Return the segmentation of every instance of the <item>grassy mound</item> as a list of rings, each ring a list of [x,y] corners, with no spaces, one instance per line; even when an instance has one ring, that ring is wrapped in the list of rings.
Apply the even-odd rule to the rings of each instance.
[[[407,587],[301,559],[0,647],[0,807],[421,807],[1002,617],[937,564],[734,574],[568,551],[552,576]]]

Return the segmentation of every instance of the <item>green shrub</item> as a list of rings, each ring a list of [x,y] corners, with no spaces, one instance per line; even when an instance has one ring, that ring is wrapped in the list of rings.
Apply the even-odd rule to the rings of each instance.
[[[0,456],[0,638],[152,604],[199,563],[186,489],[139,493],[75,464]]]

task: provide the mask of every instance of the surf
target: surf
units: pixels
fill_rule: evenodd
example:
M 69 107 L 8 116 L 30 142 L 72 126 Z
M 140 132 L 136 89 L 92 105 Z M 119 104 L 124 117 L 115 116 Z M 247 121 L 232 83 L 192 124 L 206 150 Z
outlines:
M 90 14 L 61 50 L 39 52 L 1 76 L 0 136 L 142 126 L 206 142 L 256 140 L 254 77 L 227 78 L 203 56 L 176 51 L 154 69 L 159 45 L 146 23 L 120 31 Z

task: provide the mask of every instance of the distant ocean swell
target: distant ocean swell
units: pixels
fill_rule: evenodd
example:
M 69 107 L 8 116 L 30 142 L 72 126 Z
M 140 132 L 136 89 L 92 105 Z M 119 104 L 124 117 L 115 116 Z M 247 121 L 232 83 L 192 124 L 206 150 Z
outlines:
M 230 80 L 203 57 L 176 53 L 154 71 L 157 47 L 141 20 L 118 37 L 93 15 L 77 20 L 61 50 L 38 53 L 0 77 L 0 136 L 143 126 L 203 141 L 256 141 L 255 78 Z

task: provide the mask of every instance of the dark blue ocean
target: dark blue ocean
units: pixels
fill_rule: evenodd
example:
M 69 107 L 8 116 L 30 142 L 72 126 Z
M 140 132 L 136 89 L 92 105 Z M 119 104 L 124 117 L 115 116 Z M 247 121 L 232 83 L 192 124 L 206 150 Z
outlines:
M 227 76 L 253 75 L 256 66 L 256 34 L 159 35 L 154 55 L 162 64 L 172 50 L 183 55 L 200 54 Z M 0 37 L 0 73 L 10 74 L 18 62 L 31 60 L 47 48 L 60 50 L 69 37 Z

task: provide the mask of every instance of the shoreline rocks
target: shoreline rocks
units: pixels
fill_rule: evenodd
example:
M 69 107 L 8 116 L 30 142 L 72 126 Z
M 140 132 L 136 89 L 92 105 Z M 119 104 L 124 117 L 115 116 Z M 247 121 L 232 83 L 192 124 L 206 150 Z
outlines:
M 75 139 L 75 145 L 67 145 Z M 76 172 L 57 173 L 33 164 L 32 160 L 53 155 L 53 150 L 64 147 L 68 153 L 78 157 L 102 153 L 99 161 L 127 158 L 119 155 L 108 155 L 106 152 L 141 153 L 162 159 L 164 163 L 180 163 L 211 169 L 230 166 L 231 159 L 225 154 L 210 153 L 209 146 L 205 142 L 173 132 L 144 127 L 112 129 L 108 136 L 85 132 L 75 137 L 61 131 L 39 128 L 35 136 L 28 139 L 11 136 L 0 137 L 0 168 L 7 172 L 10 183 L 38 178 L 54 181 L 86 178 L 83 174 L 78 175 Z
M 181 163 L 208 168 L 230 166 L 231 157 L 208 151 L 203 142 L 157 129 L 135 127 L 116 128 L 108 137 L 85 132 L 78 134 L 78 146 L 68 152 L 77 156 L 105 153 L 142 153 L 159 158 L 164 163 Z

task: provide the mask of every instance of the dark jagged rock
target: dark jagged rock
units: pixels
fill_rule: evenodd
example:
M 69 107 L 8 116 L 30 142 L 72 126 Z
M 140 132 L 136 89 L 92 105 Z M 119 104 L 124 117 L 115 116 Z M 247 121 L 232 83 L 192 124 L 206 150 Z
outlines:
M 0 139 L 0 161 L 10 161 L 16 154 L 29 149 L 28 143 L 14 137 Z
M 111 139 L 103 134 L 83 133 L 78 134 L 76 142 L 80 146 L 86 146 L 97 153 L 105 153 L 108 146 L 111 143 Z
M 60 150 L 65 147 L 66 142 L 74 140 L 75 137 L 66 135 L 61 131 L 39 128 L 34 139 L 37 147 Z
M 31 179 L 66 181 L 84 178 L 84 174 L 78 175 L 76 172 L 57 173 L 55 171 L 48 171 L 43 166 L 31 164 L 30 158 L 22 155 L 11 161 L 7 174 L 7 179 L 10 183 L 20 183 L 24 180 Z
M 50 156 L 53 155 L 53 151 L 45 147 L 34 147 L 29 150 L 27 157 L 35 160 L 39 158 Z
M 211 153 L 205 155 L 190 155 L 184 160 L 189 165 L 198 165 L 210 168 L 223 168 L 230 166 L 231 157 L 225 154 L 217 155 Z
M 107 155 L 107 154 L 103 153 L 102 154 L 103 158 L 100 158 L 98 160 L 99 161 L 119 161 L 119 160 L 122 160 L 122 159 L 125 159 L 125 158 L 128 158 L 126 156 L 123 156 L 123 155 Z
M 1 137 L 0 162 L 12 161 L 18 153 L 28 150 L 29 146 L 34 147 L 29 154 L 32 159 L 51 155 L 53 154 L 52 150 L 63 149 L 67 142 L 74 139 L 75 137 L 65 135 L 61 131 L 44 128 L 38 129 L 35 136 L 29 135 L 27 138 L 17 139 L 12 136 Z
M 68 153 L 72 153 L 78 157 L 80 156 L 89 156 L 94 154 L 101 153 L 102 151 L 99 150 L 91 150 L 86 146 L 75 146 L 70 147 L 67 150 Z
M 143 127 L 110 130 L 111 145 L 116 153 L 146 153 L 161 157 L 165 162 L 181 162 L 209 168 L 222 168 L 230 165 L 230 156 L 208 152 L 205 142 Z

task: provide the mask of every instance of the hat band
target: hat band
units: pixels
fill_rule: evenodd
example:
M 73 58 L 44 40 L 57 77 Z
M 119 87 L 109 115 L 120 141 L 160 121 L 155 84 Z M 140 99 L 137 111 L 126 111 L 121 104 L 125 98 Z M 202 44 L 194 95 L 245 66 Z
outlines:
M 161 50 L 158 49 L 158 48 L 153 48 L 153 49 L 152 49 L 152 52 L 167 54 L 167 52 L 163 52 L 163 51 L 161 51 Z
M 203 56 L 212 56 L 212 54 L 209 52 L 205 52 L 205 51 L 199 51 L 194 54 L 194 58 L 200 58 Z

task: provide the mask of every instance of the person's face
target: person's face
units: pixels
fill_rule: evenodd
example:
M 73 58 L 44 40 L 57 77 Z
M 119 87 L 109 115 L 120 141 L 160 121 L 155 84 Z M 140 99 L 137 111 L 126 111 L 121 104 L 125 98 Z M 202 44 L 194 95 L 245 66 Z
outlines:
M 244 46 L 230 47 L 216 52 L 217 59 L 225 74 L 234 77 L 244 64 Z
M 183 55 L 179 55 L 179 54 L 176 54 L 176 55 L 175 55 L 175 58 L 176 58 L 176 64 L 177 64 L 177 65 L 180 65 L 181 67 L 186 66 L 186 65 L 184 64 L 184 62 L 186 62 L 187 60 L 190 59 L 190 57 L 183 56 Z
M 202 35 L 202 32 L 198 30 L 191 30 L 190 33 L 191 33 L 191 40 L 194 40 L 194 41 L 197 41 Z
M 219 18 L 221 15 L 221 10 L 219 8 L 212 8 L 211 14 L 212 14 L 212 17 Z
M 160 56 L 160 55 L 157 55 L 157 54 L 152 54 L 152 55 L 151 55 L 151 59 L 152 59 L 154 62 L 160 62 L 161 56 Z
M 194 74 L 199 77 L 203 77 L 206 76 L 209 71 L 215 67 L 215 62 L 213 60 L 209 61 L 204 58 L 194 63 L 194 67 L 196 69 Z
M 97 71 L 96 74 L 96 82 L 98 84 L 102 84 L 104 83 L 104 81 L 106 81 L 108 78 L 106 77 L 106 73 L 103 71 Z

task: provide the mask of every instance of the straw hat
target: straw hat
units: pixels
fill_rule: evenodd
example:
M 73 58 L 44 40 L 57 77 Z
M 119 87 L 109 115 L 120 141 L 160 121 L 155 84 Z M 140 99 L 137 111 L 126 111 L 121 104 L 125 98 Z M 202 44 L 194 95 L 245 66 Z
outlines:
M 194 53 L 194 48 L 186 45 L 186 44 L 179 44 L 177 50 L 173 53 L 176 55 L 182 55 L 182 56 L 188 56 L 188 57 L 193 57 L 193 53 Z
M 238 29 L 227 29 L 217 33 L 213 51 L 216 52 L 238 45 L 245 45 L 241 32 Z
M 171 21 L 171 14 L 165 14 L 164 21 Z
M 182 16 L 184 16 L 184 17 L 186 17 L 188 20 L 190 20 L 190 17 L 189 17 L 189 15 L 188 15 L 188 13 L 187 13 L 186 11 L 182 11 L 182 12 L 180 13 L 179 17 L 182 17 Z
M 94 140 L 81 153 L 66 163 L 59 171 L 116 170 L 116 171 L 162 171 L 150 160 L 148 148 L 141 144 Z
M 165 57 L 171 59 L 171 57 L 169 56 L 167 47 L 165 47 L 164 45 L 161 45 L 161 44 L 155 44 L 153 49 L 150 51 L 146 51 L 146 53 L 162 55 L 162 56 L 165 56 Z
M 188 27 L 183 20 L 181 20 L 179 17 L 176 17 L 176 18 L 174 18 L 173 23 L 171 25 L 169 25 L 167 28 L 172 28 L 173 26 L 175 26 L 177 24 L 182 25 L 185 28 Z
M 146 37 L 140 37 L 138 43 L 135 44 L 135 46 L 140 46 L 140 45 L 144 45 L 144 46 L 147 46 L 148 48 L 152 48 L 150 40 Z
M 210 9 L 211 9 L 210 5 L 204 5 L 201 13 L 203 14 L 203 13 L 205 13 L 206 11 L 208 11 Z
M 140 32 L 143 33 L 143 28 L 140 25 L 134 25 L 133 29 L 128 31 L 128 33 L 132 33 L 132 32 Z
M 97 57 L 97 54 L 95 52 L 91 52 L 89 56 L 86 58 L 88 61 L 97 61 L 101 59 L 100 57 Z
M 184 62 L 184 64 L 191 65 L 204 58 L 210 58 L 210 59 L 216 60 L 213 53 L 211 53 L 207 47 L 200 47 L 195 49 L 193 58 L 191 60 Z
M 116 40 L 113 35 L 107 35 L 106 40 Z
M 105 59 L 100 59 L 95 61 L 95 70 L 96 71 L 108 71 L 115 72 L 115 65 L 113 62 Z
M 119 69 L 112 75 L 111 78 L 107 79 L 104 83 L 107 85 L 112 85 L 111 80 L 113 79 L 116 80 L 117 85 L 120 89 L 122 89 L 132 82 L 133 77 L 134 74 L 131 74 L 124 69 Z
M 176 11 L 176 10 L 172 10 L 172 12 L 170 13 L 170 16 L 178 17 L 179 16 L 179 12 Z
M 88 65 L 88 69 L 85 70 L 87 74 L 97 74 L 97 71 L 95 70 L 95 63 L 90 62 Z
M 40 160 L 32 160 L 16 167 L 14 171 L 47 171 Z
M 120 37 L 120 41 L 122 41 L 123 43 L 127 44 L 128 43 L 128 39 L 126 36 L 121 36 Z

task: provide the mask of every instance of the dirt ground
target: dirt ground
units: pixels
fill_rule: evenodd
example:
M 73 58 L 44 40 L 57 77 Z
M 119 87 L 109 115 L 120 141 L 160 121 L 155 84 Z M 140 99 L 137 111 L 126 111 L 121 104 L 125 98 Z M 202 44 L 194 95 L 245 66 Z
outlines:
:::
**Task brief**
Write out the part that opens with the line containing "task: provide the mask of every instance of the surf" and closes with the line containing "M 90 14 L 61", reproducing each line exactly as it appears in the items.

**Written reply**
task: provide the mask of every instance of the surf
target: surf
units: pixels
fill_rule: evenodd
example:
M 69 107 L 8 116 L 30 142 L 72 126 Z
M 140 132 L 136 89 L 92 105 Z M 119 104 L 124 117 L 115 116 Z M 247 121 L 232 83 L 192 124 L 206 150 Z
outlines:
M 90 14 L 61 50 L 39 52 L 1 76 L 0 136 L 142 126 L 206 142 L 256 140 L 254 77 L 227 78 L 203 56 L 176 51 L 154 69 L 159 45 L 146 23 L 120 31 Z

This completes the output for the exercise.